**BRIEF 1:**
Print the entries starting at the line containing "(format x=138, y=154)" and ending at the line containing "x=212, y=208", both included, with no change to them.

**PASSAGE GIVEN:**
* * * * * * *

# short trigger



## tj71 (Nov 26, 2010)

Hello all,I have a p220 carry and would like to know if the short trigger is designed to sit closer to the grip,or are they removing material to make it a shorter distance. thanks


----------



## earl616 (Nov 18, 2010)

hey tj, i just picked up a P220 Carry Elite with the SRT (is that what you meant when you say "short trigger?") ....i was wondering myself if there's supposed to be a lot of take-up before i feel any resistance (about 1/2 ") --- do you have the same thing happening? -- is this normal?


----------



## tj71 (Nov 26, 2010)

hello Earl,Nope the srt is different it lowers the trigger reset for faster shooting time.My brother has it with his sas in 40 cal.The short trigger is made for people with smaller hands for a more comfortable feel.Some how bringing the trigger close to the shooting finger.


----------



## coops2k (Aug 11, 2010)

From asking around and looking things up, it seems the "short trigger" is really just a *thinner trigger*.

look here and then at your trigger
SIG Store


----------



## tj71 (Nov 26, 2010)

Thanks,thats kind of what i thought,unfortunatly i can`t see where they could remove more material.Maybe mine came with the short trigger?


----------

* * * * * * *

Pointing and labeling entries
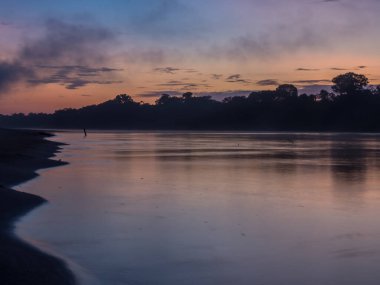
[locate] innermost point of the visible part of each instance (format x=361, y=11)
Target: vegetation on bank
x=354, y=105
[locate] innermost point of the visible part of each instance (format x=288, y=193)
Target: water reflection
x=215, y=208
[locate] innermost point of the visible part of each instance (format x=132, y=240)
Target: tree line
x=353, y=105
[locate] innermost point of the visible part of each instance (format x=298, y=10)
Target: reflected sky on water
x=213, y=208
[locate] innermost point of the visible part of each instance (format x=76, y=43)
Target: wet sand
x=22, y=152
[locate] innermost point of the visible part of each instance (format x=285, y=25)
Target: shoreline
x=22, y=153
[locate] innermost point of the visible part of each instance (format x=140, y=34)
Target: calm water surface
x=213, y=208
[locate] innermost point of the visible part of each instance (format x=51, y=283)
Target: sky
x=73, y=53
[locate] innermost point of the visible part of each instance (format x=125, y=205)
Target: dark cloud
x=237, y=78
x=311, y=81
x=170, y=70
x=173, y=70
x=11, y=73
x=217, y=95
x=338, y=68
x=314, y=88
x=220, y=95
x=268, y=82
x=67, y=54
x=183, y=85
x=216, y=76
x=157, y=94
x=307, y=69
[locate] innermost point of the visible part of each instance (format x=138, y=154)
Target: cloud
x=314, y=88
x=220, y=95
x=11, y=73
x=311, y=81
x=237, y=78
x=173, y=70
x=307, y=69
x=157, y=94
x=67, y=54
x=217, y=95
x=184, y=86
x=268, y=82
x=216, y=76
x=169, y=70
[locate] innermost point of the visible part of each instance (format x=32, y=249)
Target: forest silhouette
x=354, y=105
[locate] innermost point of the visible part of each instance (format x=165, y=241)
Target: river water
x=212, y=208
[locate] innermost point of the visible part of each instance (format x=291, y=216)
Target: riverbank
x=22, y=153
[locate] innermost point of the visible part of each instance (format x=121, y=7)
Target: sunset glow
x=77, y=53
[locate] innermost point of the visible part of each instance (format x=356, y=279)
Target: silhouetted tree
x=280, y=109
x=349, y=83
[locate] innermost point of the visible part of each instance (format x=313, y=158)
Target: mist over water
x=213, y=208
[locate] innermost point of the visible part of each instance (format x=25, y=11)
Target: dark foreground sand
x=21, y=154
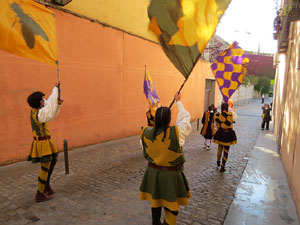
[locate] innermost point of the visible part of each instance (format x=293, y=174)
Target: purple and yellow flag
x=230, y=69
x=28, y=29
x=184, y=27
x=151, y=95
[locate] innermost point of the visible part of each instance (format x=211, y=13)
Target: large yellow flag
x=184, y=27
x=28, y=29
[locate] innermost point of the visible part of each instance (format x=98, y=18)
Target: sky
x=250, y=23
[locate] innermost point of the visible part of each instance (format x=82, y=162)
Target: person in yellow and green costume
x=164, y=183
x=42, y=149
x=225, y=135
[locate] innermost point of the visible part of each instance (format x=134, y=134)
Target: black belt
x=166, y=168
x=42, y=138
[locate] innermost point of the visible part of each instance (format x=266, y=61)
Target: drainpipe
x=287, y=74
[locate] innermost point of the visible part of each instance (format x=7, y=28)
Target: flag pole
x=178, y=92
x=58, y=86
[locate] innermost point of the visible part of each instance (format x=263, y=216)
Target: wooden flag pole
x=178, y=93
x=58, y=81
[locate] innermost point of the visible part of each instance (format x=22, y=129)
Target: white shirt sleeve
x=183, y=123
x=51, y=107
x=234, y=115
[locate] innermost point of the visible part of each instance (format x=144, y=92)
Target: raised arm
x=51, y=107
x=183, y=121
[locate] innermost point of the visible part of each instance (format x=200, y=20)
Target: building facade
x=286, y=105
x=103, y=47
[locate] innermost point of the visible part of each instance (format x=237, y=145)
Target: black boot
x=41, y=197
x=222, y=169
x=48, y=190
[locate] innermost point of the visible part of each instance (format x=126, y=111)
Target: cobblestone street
x=103, y=183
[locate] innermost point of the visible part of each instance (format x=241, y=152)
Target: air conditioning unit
x=61, y=2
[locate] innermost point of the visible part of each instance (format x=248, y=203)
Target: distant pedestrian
x=214, y=108
x=150, y=118
x=42, y=149
x=225, y=135
x=208, y=129
x=232, y=109
x=266, y=117
x=164, y=183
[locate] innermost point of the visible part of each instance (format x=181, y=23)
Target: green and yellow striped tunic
x=225, y=134
x=40, y=150
x=164, y=188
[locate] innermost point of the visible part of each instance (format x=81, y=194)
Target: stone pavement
x=263, y=197
x=103, y=183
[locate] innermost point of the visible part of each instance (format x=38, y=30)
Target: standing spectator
x=214, y=108
x=266, y=116
x=208, y=129
x=225, y=135
x=42, y=149
x=164, y=183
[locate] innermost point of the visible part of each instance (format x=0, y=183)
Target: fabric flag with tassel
x=28, y=29
x=230, y=69
x=184, y=27
x=152, y=98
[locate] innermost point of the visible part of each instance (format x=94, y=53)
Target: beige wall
x=241, y=94
x=287, y=108
x=101, y=73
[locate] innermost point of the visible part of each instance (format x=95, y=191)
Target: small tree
x=263, y=86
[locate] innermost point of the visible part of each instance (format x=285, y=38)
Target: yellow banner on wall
x=28, y=29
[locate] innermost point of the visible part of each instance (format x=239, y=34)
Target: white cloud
x=250, y=23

* * * * * * *

**BRIEF 2:**
Output the whole short trigger thread with no change to it.

**EXERCISE ANSWER 1:**
[locate] innermost point of the visible part of each instance (format x=138, y=154)
Target: cloud
x=314, y=88
x=220, y=95
x=11, y=73
x=311, y=81
x=237, y=78
x=173, y=70
x=307, y=69
x=157, y=94
x=67, y=54
x=217, y=95
x=184, y=86
x=268, y=82
x=216, y=76
x=169, y=70
[locate] innermost point of the visible part of each instance (format x=32, y=249)
Target: forest silhouette
x=354, y=105
[locate] innermost point of the visible part of each instance (format x=165, y=241)
Target: river water
x=212, y=208

**EXERCISE ANSWER 2:**
# short trigger



## tj71 (Nov 26, 2010)

Hello all,I have a p220 carry and would like to know if the short trigger is designed to sit closer to the grip,or are they removing material to make it a shorter distance. thanks


----------



## earl616 (Nov 18, 2010)

hey tj, i just picked up a P220 Carry Elite with the SRT (is that what you meant when you say "short trigger?") ....i was wondering myself if there's supposed to be a lot of take-up before i feel any resistance (about 1/2 ") --- do you have the same thing happening? -- is this normal?


----------



## tj71 (Nov 26, 2010)

hello Earl,Nope the srt is different it lowers the trigger reset for faster shooting time.My brother has it with his sas in 40 cal.The short trigger is made for people with smaller hands for a more comfortable feel.Some how bringing the trigger close to the shooting finger.


----------



## coops2k (Aug 11, 2010)

From asking around and looking things up, it seems the "short trigger" is really just a *thinner trigger*.

look here and then at your trigger
SIG Store


----------



## tj71 (Nov 26, 2010)

Thanks,thats kind of what i thought,unfortunatly i can`t see where they could remove more material.Maybe mine came with the short trigger?


----------